(Pointing dataset records)
..........

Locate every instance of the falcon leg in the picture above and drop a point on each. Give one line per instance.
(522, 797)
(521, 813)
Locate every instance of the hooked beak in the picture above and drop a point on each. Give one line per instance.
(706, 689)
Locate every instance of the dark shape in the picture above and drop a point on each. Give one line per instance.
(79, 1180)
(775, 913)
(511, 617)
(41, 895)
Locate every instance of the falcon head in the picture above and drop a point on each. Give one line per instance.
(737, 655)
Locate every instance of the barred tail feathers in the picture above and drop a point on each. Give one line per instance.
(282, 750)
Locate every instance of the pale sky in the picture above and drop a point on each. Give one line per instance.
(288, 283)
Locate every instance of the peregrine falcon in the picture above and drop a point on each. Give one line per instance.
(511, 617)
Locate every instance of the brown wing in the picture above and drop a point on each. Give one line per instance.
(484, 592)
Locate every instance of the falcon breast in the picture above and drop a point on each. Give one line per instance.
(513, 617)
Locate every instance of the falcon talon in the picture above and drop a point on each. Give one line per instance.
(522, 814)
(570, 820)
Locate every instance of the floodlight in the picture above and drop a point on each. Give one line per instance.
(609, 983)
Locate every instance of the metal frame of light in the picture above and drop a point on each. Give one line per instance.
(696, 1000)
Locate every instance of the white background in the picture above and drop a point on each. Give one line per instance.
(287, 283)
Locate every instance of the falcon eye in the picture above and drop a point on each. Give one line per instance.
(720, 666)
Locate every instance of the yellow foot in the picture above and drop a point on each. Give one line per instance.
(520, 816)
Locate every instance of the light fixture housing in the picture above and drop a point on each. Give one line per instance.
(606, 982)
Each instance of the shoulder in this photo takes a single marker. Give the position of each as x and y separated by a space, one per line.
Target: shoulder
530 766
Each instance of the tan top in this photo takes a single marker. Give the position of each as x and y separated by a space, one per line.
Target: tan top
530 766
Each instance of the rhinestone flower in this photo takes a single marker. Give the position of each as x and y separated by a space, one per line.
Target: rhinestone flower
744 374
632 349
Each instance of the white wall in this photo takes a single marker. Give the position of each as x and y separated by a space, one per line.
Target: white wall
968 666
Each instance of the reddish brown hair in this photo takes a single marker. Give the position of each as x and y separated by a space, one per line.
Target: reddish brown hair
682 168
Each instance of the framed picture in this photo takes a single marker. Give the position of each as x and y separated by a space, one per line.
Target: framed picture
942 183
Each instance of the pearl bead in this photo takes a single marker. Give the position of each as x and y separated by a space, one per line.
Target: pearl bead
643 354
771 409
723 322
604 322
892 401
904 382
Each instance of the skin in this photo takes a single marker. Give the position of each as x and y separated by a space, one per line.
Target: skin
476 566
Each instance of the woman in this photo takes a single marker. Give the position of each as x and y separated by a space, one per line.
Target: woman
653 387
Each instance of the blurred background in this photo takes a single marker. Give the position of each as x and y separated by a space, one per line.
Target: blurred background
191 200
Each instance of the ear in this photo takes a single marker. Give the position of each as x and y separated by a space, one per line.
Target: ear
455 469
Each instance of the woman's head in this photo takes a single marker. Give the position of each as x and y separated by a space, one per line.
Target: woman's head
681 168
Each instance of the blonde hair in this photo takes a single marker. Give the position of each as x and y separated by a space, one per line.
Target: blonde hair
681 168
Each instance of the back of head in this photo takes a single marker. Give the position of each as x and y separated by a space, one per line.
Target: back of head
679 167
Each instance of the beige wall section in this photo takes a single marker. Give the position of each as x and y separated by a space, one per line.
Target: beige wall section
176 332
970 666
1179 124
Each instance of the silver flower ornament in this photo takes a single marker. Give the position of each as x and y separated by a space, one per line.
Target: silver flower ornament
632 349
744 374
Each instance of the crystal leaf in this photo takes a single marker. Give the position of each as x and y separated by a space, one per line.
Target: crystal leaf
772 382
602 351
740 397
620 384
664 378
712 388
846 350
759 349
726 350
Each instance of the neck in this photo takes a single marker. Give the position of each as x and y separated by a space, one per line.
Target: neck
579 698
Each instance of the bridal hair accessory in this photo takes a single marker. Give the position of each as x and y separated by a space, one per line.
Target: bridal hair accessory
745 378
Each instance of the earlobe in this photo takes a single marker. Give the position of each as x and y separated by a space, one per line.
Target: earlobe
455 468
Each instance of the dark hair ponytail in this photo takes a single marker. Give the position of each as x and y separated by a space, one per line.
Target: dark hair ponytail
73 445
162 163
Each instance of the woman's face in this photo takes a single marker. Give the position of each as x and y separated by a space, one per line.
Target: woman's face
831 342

..........

Task goal
Return every record, word for word.

Right answer
Locate every instance of the falcon leg in the picture above and drop a point on each. Give one line per instance.
(522, 797)
(521, 813)
Locate every instance of the hooked beak in the picture above and drop a point on each. Give one line per instance.
(706, 689)
Locate every instance of the dark shape in the picture above and drop a point on each. Give one line per instance.
(79, 1180)
(775, 913)
(511, 617)
(41, 895)
Locate every instance of the falcon head in the picture above and drop a point on each. Give one line per instance.
(737, 655)
Locate every instance of the barred tail feathers in the picture above and drop a point on each. Give one line per instance.
(282, 750)
Locate every instance of the pale sky in the picture above and drop a point on each. Give one line per instance.
(288, 283)
Locate every instance of the peregrine falcon in the picture above and drop a point on each. Give one line per instance.
(511, 617)
Locate every instance of the brown wing in the picture above and drop a point on each. Give one line per instance.
(484, 592)
Locate every instance of the falcon breast in the picture above and drop a point on each. Give one line per instance.
(513, 617)
Locate every instance of the falcon talon in the picture above and drop a point on each. Give one line per instance.
(522, 814)
(570, 820)
Locate every instance of the floodlight in the picture above and drop a point on each. Give one line per instance.
(609, 983)
Locate every instance of the metal frame of light in the picture above and drop a point on each. Give one line per instance.
(696, 1000)
Locate every instance of the white background in the picture above and drop a point on each. Give one line per instance.
(287, 283)
Locate every instance of the falcon eye in the picture above and drop a point on each. Give one line per instance.
(720, 666)
Locate every instance of the yellow foot in the picture above and drop a point on each. Give one line per instance.
(520, 816)
Locate every instance of the light fixture housing in the picture above and drop a point on each. Give one line per instance.
(606, 982)
Each instance of the shoulder in this photo takes a single marker. Give the position of each as x and y separated by a space, one per line.
Target: shoulder
530 766
Each instance of the tan top in this photo takes a single marker. Give the position of each as x and y separated by a space, one per line.
Target: tan top
530 766
Each instance of the rhinestone flower in this photo takes a single marker. Give the position of each as x and y separated by a space, one per line.
Target: rhinestone flower
744 374
632 349
Each instance of the white wall in this photo takes a single marker. Give the position of each as x and y separated by a space, one per line.
Target: white wall
968 666
Each instance of the reddish brown hair in this photo takes a single marker. Give the position of each as x and y separated by a space, one per line.
Target: reddish brown hair
682 168
Each instance of the framed picture in this photo takes a single marker. Give the position of each as x and y separated by a space, one per line.
Target: framed picture
942 183
Each instance of the pearl bead in this photo takes a single marker. Give the position of each as x and y separated by a space, one per line.
Target: pearl bead
643 354
771 409
723 322
604 322
892 401
904 382
Each instance of the skin in this photo takes a single marker. Give the position of each as x and y separated by a space, one per line.
Target: skin
476 566
Each instance of the woman in this photo takes a single marker. Give the position of each as x and y separated by a space, one per line.
Target: woman
653 387
Each instance of the blurred background in this photo takes a single marker. Give the position of each as x and y separated by a space, one per line.
Target: blurred background
191 200
Each instance of the ear in this photo takes a single marker. Give the position of each as x and y separated by a space, one per line.
Target: ear
455 469
Each instance of the woman's head in this photo takes a single marker. Give the position of each as x and y separated by a space, one per line.
Target: woman's head
681 168
Each instance of the blonde hair in this photo takes a single marker. Give the position of each as x and y separated by a space, one per line.
Target: blonde hair
681 168
Each instance of the back of head in this photo takes a single marker. Give the position of each as x and y separated by a space, one per line.
Target: back of head
679 167
Each instance of the beige wall section in this photo takes a single marker. Give the position of each as x and y separated by a space, one per line.
Target: beige wall section
176 332
970 666
1179 124
Each instance of the silver flower ornament in this photo takes a single marker. Give the position of each as x and y separated by a space, one per line.
Target: silver flower ornament
632 349
744 374
Each instance of the crystal leaf in this photo takes a single marker. Give the position of each as x and y separated by a space, one per line.
Target: crystal leaf
772 382
602 351
740 397
620 384
664 378
712 388
846 350
759 349
726 350
Each instance of the neck in this photo takes a single marker. Give the position of each as x and y separated by a space, one per line.
Target: neck
579 698
Each instance of the bridal hair accessory in this photo takes a single marker. Give the position of each as x and y separated by a space, one per line.
Target: bridal hair accessory
745 378
Each instance of the earlobe in this photo takes a single marker. Give the position of each as x and y separated by a space, one per line.
Target: earlobe
455 468
Each instance of the dark hair ponytail in this photo takes a single marker. Give the position of each as x and y separated by a space, one per line.
Target: dark hair ponytail
73 445
162 163
Each instance of the woman's face in this photo takes a single marker. Give the position of each as x and y separated by a space, one per line.
Target: woman's face
831 342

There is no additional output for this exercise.